◆ Your goal
Return every line of the records that contains the string "sickle", matching case exactly.

— start Data supplied —

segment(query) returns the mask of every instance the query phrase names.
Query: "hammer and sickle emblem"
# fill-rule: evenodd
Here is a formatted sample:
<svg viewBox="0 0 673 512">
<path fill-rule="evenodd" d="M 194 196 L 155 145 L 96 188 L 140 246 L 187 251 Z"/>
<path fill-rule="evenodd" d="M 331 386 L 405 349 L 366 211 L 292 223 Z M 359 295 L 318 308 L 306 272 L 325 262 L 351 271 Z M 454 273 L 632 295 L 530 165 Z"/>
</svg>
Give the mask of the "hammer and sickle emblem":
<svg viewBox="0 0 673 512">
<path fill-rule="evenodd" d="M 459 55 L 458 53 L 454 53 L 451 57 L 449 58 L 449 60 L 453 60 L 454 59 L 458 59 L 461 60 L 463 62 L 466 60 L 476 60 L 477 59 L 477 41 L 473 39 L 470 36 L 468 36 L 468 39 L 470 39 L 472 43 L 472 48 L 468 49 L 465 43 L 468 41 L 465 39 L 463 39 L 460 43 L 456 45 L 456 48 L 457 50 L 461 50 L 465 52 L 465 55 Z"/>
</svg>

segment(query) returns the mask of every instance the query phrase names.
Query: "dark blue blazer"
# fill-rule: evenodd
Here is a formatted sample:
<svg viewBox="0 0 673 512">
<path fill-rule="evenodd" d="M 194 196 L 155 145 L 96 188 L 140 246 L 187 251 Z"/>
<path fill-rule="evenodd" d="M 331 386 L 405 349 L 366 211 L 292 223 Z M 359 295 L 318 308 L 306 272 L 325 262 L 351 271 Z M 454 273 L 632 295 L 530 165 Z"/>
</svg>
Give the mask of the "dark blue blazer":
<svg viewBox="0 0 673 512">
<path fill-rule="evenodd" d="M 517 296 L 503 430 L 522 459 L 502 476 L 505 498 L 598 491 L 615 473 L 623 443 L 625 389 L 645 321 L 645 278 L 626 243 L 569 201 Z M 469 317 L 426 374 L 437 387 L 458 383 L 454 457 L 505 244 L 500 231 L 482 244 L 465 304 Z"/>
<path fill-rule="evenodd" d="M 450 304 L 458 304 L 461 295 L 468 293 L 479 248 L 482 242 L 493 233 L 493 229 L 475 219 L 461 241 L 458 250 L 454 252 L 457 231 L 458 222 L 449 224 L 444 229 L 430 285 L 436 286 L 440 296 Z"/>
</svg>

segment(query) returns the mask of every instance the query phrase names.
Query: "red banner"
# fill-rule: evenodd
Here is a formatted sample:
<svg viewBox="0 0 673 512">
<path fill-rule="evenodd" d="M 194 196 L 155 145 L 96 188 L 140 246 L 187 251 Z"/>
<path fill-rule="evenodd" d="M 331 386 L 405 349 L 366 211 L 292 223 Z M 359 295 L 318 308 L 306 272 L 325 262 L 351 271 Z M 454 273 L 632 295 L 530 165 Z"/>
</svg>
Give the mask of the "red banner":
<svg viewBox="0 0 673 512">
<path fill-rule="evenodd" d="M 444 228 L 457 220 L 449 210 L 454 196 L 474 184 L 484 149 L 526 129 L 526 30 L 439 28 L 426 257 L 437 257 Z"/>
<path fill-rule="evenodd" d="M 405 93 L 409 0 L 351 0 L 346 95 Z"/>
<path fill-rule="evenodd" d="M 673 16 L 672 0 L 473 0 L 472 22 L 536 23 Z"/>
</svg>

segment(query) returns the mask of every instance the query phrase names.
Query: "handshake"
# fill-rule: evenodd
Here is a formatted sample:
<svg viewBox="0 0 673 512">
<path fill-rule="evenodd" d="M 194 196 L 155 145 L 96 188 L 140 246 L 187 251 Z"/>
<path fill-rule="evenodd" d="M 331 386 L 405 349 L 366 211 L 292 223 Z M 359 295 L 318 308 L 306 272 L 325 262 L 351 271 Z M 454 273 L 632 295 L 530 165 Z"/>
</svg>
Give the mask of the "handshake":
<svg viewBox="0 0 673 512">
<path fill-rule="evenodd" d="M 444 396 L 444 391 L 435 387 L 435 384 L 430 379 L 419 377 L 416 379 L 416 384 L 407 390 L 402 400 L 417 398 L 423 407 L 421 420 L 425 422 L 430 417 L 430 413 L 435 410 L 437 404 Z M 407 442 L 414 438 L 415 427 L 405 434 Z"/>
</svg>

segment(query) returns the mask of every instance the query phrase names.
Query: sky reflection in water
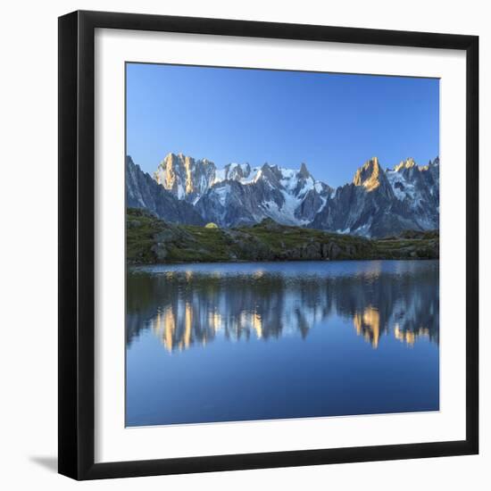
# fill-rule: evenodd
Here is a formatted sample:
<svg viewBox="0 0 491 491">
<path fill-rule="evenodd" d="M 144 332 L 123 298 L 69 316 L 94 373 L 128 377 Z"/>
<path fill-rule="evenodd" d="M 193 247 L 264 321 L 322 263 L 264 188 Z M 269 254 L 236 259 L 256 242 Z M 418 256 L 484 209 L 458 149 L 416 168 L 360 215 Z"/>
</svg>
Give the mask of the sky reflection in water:
<svg viewBox="0 0 491 491">
<path fill-rule="evenodd" d="M 437 261 L 182 264 L 127 279 L 127 425 L 438 409 Z"/>
</svg>

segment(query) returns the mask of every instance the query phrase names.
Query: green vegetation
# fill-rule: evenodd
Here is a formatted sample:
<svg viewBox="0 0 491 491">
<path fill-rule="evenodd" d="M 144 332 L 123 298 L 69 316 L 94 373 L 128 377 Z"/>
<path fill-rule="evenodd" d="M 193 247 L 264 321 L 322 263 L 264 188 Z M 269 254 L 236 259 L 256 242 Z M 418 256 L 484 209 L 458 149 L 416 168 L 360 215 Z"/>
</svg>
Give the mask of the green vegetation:
<svg viewBox="0 0 491 491">
<path fill-rule="evenodd" d="M 219 229 L 215 224 L 170 224 L 131 208 L 126 220 L 127 261 L 131 264 L 438 257 L 437 231 L 407 231 L 372 240 L 279 225 L 272 220 L 253 227 Z"/>
</svg>

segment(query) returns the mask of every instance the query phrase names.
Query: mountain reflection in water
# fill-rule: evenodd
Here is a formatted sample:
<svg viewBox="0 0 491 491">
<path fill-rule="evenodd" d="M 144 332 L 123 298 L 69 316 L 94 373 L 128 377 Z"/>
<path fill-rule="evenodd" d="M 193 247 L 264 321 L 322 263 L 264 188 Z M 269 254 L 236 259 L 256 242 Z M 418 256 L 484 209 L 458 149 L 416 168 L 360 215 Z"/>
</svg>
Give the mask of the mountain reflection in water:
<svg viewBox="0 0 491 491">
<path fill-rule="evenodd" d="M 230 341 L 305 338 L 350 321 L 378 348 L 392 336 L 438 344 L 438 262 L 165 265 L 127 276 L 127 345 L 150 329 L 168 352 Z"/>
</svg>

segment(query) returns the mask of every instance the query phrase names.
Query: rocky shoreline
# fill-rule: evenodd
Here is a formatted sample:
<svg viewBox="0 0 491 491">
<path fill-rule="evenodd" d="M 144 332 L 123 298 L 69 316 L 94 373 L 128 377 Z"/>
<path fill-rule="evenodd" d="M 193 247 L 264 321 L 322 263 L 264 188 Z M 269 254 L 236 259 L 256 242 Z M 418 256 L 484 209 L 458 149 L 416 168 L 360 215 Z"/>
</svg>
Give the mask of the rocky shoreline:
<svg viewBox="0 0 491 491">
<path fill-rule="evenodd" d="M 141 209 L 127 211 L 129 264 L 245 261 L 438 259 L 437 231 L 369 239 L 280 225 L 220 229 L 175 225 Z"/>
</svg>

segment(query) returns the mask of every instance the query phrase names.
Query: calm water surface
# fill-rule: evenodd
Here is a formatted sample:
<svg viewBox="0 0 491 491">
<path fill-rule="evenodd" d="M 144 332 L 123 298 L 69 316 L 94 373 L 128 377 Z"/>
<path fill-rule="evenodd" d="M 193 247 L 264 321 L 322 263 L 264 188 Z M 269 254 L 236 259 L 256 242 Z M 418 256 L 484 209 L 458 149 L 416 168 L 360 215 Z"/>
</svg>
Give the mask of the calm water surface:
<svg viewBox="0 0 491 491">
<path fill-rule="evenodd" d="M 438 262 L 127 278 L 128 426 L 438 410 Z"/>
</svg>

— end Data supplied —

◆ Task result
Query: "hammer and sickle emblem"
Give the mask of the "hammer and sickle emblem":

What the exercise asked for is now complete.